▸ Challenges
(a) Translate into Spanish this sentence from the crawl manager reference: "A crawl manager schedules spider jobs on Scrapy Cloud and reacts to their outcomes."
(b) Answer these questions using the crawl manager reference:
(i) In which file do the crawl manager classes live?
(ii) Which class reschedules the same spider job after each finish and runs forever?
(iii) What is the default value of the running_jobs_reverse_check attribute?
(c) Carry on the crawl manager reference from its final line.

Skip to content

Appendix D: Crawl Manager Classes

Martin Olveyra edited this page Jun 18, 2026 · 1 revision

Previous Chapter: Appendix C: Workflow Manager


Introduction

A crawl manager schedules spider jobs on Scrapy Cloud and reacts to their outcomes. The classes live in shub_workflow/crawl.py and build on WorkFlowManager — documented in Appendix C: Workflow Manager — which provides the name / flow-id / owned-jobs / resume machinery they all rely on.

This appendix is the complete reference for the crawl manager classes. For a gentler, example-led introduction read the Crawl Managers tutorial chapter first.

Pick the class by how jobs are produced:

Class Schedules
CrawlManager one spider job; if looping, exits when it finishes (inheriting its close reason).
PeriodicCrawlManager the same spider job again and again — reschedules after each finish. Runs forever.
GeneratorCrawlManager a stream of jobs whose arguments come from a generator you write; stops when the generator is exhausted and all jobs finished. The one you'll use most.
AsyncSchedulerCrawlManagerMixin mixed into a GeneratorCrawlManager to schedule each cycle's jobs concurrently (asyncio).

Class hierarchy

WorkFlowManager                      (Appendix C — name + flow id, owned-jobs tracking, resume)
      ▲
CrawlManager                         schedule one spider, check running jobs, outcome hooks
      ▲
      ├── PeriodicCrawlManager       reschedule the same job forever
      └── GeneratorCrawlManager      schedule from set_parameters_gen(), with dedup + retries
                ▲  (mix in for concurrent scheduling)
          AsyncSchedulerCrawlManagerMixin

All of them are also SpiderStatsAggregatorMixin (via CrawlManager), so finished spider stats are aggregated into the manager's own stats automatically.

CrawlManager

Schedules a single spider job. With loop_mode set it stays alive checking that job each cycle and shuts down when it finishes, adopting the job's close reason. Source: crawl.py.

Class attributes

Attribute Default Meaning
spider None target spider. If unset, a positional spider CLI arg is required; if set, that arg disappears.
running_jobs_reverse_check False check running jobs newest-first when True (matters for throttling logic that wants the most recent job).

(Plus all the WorkFlowManager attributes — name, default_max_jobs, flow_id_required, …)

CLI arguments added

Positional spider (only when the spider attribute is unset), --spider-args (JSON dict), --job-settings (JSON dict), --units (int).

Methods & hooks

Method Purpose
schedule_spider_with_jobargs(job_args_override=None, spider=None) schedule one spider job, merging --spider-args, the override, and job settings; records it as running.

▸ Extracted entries
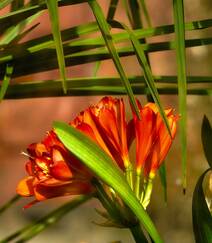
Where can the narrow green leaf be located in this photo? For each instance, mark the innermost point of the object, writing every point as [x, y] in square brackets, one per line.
[99, 86]
[202, 218]
[36, 62]
[145, 12]
[53, 217]
[110, 16]
[6, 81]
[4, 3]
[97, 11]
[206, 134]
[181, 70]
[147, 74]
[103, 167]
[8, 204]
[53, 13]
[162, 173]
[14, 32]
[112, 9]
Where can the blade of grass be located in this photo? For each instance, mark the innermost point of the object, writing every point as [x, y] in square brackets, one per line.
[36, 62]
[181, 70]
[145, 12]
[51, 218]
[110, 16]
[52, 89]
[4, 3]
[112, 9]
[147, 75]
[103, 25]
[6, 81]
[103, 166]
[14, 31]
[206, 135]
[47, 42]
[54, 18]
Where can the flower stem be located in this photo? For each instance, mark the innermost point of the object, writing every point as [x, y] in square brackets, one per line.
[137, 185]
[147, 193]
[129, 175]
[138, 234]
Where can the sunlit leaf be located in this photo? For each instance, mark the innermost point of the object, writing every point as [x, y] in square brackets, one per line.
[103, 167]
[6, 81]
[53, 12]
[51, 218]
[182, 87]
[206, 134]
[103, 25]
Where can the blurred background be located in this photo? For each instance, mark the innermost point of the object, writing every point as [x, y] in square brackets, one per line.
[25, 121]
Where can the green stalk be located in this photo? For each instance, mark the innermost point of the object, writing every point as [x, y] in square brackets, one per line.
[137, 185]
[138, 234]
[147, 193]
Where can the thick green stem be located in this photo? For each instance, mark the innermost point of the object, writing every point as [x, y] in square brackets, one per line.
[129, 175]
[138, 234]
[147, 194]
[137, 186]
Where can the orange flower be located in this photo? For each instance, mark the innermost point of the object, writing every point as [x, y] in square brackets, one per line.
[152, 138]
[106, 124]
[53, 172]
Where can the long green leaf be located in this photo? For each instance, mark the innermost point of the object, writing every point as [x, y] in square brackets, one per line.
[6, 81]
[202, 218]
[103, 25]
[145, 12]
[36, 62]
[206, 134]
[53, 217]
[53, 12]
[99, 86]
[162, 173]
[103, 167]
[181, 70]
[142, 59]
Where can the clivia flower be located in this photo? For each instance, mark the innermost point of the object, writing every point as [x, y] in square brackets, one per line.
[54, 171]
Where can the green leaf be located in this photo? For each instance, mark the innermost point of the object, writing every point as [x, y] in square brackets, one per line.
[145, 12]
[202, 219]
[8, 204]
[206, 134]
[112, 9]
[53, 13]
[162, 173]
[97, 11]
[182, 87]
[51, 218]
[6, 81]
[142, 59]
[101, 86]
[103, 167]
[4, 3]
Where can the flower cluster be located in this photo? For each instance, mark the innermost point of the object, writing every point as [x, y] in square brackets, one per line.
[54, 171]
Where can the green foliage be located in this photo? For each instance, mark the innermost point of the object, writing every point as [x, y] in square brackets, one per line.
[103, 167]
[207, 139]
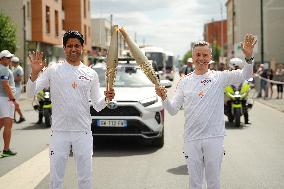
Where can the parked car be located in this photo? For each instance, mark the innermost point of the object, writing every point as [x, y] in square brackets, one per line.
[136, 111]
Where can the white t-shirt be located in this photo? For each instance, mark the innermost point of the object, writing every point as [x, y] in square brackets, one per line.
[203, 99]
[71, 88]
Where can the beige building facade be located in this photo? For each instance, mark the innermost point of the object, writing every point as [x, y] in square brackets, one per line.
[245, 17]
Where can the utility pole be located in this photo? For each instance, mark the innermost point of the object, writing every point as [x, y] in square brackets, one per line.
[222, 32]
[261, 31]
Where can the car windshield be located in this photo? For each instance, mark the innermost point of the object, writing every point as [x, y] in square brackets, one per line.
[125, 77]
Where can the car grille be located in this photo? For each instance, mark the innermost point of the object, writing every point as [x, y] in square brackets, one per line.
[133, 127]
[119, 111]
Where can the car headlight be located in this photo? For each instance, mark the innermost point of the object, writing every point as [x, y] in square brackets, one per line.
[149, 101]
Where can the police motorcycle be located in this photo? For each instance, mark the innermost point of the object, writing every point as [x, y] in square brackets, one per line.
[237, 102]
[42, 104]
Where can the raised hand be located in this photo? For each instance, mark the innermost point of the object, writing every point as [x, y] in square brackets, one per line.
[37, 62]
[161, 92]
[248, 44]
[109, 94]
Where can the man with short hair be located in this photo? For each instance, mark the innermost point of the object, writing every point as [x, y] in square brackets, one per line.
[72, 84]
[201, 93]
[18, 73]
[8, 102]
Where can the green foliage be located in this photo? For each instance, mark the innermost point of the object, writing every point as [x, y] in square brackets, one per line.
[216, 52]
[187, 55]
[7, 34]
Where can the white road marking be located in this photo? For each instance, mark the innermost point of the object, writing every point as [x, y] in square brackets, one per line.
[29, 174]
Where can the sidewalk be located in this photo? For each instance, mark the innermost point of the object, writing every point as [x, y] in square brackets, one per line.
[277, 104]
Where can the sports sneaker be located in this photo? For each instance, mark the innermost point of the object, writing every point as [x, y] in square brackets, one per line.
[21, 120]
[7, 153]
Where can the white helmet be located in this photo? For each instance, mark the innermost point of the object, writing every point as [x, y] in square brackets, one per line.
[236, 63]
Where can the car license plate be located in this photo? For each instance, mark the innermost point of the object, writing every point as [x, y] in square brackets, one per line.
[112, 123]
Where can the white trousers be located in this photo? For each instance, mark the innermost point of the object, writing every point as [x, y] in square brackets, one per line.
[204, 156]
[7, 108]
[82, 147]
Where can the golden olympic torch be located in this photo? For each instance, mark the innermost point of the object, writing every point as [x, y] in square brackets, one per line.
[140, 58]
[112, 60]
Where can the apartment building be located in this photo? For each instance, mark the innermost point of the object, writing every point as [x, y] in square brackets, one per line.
[245, 17]
[101, 37]
[41, 24]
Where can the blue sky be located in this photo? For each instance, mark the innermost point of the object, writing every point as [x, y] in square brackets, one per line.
[170, 24]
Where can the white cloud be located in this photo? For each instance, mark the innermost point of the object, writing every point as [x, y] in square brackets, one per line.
[169, 24]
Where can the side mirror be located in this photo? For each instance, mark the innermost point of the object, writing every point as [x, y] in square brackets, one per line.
[166, 83]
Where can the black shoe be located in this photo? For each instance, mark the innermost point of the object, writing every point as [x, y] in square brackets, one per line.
[22, 119]
[39, 122]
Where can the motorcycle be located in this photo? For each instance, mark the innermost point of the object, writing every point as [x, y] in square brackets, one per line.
[42, 103]
[237, 102]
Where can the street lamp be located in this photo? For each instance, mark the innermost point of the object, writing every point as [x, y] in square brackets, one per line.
[261, 30]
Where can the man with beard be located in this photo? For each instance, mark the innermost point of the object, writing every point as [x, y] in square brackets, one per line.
[201, 93]
[8, 102]
[72, 84]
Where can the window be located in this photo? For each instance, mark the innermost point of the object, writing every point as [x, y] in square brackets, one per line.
[56, 24]
[47, 19]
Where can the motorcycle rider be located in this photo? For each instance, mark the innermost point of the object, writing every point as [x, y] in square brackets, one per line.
[234, 64]
[40, 99]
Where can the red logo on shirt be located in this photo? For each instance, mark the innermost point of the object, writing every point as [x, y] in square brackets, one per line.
[74, 85]
[201, 94]
[205, 81]
[82, 77]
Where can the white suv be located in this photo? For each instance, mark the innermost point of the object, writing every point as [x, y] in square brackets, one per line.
[136, 109]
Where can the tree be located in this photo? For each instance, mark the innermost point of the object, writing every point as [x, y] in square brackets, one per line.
[216, 51]
[187, 55]
[7, 34]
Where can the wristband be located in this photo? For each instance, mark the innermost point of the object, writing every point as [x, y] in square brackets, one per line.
[249, 60]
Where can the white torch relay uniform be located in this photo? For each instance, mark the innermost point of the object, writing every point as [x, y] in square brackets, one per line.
[71, 88]
[203, 99]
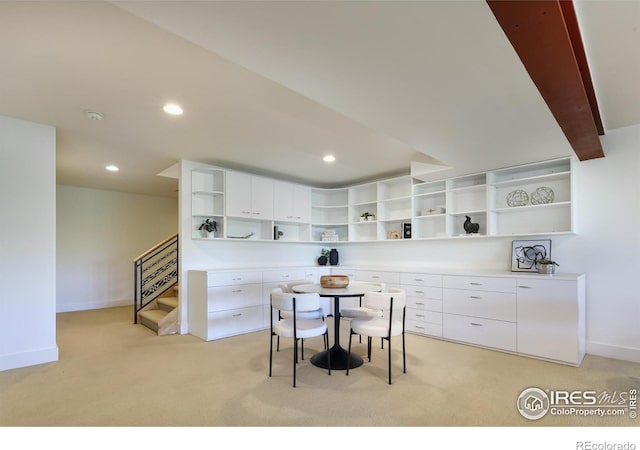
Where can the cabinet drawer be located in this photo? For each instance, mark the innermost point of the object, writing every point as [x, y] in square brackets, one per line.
[283, 276]
[424, 303]
[235, 321]
[421, 279]
[430, 329]
[423, 292]
[420, 315]
[379, 277]
[231, 278]
[485, 332]
[480, 283]
[233, 297]
[489, 305]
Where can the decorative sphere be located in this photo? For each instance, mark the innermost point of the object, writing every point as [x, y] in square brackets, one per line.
[518, 198]
[542, 195]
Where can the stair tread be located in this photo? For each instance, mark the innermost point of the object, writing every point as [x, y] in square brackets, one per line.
[154, 315]
[172, 302]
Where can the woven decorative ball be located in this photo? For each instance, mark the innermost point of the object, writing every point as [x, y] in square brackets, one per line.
[517, 198]
[542, 195]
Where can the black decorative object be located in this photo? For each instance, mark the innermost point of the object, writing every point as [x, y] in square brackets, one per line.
[333, 257]
[209, 225]
[406, 230]
[471, 227]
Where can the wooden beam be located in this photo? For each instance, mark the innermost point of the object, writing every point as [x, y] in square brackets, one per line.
[546, 37]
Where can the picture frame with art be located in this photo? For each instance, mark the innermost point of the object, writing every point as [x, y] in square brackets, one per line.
[526, 254]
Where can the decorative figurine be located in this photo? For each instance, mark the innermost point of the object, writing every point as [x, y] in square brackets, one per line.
[471, 227]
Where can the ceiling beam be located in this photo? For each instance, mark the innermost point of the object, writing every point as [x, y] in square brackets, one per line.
[546, 37]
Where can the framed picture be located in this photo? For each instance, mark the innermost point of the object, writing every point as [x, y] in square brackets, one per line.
[526, 254]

▸ Replies
(a) Un gestor de rastreo programa trabajos de araña en Scrapy Cloud y reacciona a sus resultados.

(b)
(i) shub_workflow/crawl.py
(ii) PeriodicCrawlManager
(iii) False

(c)
get_job_settings(override=None) the --job-settings dict merged with an optional override.
check_running_jobs() poll tracked jobs; for each finished one call finished_metadata_hook then bad_outcome_hook or finished_ok_hook, and aggregate its stats.
workflow_loop() one cycle: check running jobs; if none running, schedule the spider.
running_job_hook(jobkey) override — react to a still-running job (only the key is passed, to stay cheap).
finished_metadata_hook(jobkey, metadata) override — react to any finished job from its metadata.
bad_outcome_hook(spider, outcome, job_args_override, jobkey) override — react to a failed outcome. Base sets the manager's close reason to the outcome.
finished_ok_hook(spider, outcome, job_args_override, jobkey) override — react to a successful finish. Exactly one of bad/ok hook fires per job.

Set loop_mode (class attr or --loop-mode) to keep it alive; with loop_mode = 0 it schedules once and exits.

PeriodicCrawlManager

A CrawlManager that reschedules the same job with the same parameters after each one finishes, forever. Requires loop_mode. It neutralizes the base bad_outcome_hook (a failed job doesn't stop it) and doesn't finish itself on a child's completion. Override the hooks for custom reactions.

GeneratorCrawlManager

The workhorse. Schedules a stream of jobs whose arguments come from the generator you implement, respecting max_running_jobs, until the generator is exhausted and all jobs have finished. Source: crawl.py.

You must override set_parameters_gen() — a generator yielding one dict per job to schedule. Each dict is spider arguments ({arg: value}); recognized Scrapy Cloud keys are pulled out and handled specially: spider (override the target per job), units, tags, job_settings, project_id (cross-project scheduling). Everything else becomes the job's spider args.

class CrawlManager(GeneratorCrawlManager):
    name = "crawl"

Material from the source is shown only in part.